Dataset entries:
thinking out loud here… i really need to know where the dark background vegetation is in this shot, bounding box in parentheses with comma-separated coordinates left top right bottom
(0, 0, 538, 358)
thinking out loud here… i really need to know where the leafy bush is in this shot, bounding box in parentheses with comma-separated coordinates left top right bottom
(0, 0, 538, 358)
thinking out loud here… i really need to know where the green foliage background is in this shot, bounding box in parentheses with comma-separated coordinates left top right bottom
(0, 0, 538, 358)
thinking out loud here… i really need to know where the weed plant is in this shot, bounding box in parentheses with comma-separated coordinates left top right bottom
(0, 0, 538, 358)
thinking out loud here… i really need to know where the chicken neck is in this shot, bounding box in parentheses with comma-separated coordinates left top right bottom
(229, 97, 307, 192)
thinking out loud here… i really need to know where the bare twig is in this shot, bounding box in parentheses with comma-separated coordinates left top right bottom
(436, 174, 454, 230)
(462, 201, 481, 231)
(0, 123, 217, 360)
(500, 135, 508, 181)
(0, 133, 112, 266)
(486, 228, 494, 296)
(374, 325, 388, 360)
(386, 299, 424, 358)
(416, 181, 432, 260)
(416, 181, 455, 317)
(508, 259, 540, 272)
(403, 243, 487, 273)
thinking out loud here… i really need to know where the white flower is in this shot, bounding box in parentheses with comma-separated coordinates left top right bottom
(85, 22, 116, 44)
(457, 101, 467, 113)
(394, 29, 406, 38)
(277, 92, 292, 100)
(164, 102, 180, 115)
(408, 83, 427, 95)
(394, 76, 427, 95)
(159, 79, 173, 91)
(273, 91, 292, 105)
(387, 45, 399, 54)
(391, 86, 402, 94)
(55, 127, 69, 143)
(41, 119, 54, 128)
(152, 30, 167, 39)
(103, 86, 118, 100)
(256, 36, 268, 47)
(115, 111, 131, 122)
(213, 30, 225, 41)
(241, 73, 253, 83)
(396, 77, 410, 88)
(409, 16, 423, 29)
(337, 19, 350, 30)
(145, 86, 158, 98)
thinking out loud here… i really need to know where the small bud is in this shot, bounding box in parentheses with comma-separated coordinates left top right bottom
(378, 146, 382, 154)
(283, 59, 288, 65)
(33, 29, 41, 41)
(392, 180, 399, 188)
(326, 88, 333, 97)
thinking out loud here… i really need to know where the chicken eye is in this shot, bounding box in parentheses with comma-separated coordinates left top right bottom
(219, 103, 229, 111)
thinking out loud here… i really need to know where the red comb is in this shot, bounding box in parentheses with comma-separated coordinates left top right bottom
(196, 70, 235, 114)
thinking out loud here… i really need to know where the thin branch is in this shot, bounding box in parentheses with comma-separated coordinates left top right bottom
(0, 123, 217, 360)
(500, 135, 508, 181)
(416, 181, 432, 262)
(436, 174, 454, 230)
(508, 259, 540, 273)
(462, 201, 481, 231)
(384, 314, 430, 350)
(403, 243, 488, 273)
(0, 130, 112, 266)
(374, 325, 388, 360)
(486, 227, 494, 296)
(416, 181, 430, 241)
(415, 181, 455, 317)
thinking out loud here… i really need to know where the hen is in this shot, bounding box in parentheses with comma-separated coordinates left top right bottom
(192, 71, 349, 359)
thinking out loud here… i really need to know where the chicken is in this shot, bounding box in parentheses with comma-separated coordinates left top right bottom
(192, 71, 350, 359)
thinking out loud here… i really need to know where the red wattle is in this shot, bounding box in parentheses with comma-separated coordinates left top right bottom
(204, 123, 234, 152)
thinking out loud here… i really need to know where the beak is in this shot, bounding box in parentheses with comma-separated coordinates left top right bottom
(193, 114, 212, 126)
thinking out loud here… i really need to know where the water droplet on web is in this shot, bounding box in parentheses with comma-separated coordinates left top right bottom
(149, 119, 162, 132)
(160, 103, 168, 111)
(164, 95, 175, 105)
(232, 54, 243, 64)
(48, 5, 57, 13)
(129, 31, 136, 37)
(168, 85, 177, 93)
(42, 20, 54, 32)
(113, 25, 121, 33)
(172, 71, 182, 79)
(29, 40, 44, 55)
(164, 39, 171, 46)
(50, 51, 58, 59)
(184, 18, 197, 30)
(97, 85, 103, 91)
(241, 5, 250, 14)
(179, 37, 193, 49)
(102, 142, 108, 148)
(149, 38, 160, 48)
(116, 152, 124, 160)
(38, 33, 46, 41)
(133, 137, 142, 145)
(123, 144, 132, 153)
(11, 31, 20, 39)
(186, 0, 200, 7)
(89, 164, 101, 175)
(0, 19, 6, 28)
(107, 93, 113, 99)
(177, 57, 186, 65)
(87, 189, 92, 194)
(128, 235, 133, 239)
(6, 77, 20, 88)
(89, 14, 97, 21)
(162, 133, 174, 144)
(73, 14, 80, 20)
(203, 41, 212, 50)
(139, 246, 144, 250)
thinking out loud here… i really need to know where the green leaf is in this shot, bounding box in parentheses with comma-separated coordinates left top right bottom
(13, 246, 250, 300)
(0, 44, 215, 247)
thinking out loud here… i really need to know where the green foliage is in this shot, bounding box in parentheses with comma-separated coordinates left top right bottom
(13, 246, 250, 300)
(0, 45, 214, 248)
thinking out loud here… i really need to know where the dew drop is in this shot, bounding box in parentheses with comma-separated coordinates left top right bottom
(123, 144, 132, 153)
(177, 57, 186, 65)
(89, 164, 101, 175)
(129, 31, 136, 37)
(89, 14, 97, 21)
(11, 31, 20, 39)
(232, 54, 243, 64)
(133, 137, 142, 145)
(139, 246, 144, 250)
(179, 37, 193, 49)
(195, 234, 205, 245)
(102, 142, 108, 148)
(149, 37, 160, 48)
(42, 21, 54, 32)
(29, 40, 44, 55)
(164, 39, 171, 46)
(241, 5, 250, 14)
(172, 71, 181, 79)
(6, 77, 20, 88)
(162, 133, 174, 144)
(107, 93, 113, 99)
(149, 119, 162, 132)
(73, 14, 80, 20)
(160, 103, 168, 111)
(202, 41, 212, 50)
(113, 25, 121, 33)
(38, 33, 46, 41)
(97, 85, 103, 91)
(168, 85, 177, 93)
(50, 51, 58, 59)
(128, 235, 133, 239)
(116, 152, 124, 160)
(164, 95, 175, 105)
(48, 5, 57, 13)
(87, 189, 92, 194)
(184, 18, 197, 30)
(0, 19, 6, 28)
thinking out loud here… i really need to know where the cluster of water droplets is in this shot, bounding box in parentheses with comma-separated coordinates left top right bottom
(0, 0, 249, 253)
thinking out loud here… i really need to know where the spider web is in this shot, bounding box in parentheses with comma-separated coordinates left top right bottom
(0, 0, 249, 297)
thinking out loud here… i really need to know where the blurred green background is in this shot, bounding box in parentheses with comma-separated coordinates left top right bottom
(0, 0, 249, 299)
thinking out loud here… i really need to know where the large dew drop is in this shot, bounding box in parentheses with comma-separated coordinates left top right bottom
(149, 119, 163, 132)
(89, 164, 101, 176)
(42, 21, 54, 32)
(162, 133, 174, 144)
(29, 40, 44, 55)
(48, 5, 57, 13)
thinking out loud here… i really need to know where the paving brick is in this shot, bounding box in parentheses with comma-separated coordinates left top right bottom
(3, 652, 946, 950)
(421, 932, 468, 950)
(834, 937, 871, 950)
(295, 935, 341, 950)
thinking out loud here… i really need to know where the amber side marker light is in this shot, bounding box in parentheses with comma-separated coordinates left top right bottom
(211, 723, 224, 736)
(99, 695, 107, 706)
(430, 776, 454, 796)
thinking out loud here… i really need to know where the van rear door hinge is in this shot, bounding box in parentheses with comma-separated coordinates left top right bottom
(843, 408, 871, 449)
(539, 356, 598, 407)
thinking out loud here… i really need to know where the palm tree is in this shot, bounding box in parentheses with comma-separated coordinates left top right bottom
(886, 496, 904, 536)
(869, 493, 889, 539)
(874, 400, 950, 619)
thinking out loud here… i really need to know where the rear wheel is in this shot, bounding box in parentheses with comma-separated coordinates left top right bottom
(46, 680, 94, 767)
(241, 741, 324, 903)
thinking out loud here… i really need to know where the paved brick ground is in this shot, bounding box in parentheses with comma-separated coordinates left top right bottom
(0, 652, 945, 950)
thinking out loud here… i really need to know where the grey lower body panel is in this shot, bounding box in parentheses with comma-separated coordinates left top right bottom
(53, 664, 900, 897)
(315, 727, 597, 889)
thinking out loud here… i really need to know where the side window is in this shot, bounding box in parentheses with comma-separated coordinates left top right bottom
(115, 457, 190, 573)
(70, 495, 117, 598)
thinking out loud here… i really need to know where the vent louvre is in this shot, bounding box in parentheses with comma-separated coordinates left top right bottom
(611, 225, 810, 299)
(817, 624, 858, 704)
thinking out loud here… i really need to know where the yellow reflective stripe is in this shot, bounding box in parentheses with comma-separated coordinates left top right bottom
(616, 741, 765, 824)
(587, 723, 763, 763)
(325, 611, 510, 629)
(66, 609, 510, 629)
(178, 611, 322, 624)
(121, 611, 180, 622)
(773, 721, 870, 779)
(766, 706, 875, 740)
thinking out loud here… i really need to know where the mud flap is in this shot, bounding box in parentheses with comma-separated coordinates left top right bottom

Task statement: Starting at the line that contains "where the side", write out every line through the last one in the data above, exactly as it stands.

Solution for this exercise:
thinking out loud here… i really need to know where the side window is in this shot, bounding box in parentheses with comma-separated coordinates left top right bottom
(115, 457, 190, 573)
(70, 495, 117, 598)
thinking out loud here… i really need to know where the vent louvre is in this shot, bounding box in parentheses with comma-separated coordinates left top right bottom
(611, 225, 810, 299)
(817, 624, 858, 704)
thinking out loud here… i really need to know where the yellow reflective stripe is in this shot, bounding box in parentheses with comma-separated coordinates left top right bottom
(616, 741, 765, 824)
(587, 723, 763, 763)
(325, 611, 510, 629)
(66, 609, 510, 629)
(178, 611, 322, 624)
(121, 611, 180, 622)
(773, 721, 870, 779)
(766, 706, 875, 740)
thinking out loud here… i really need to know where the mud flap is in this shot, bounding box in parentheses with comma-separated coordinates left top right bottom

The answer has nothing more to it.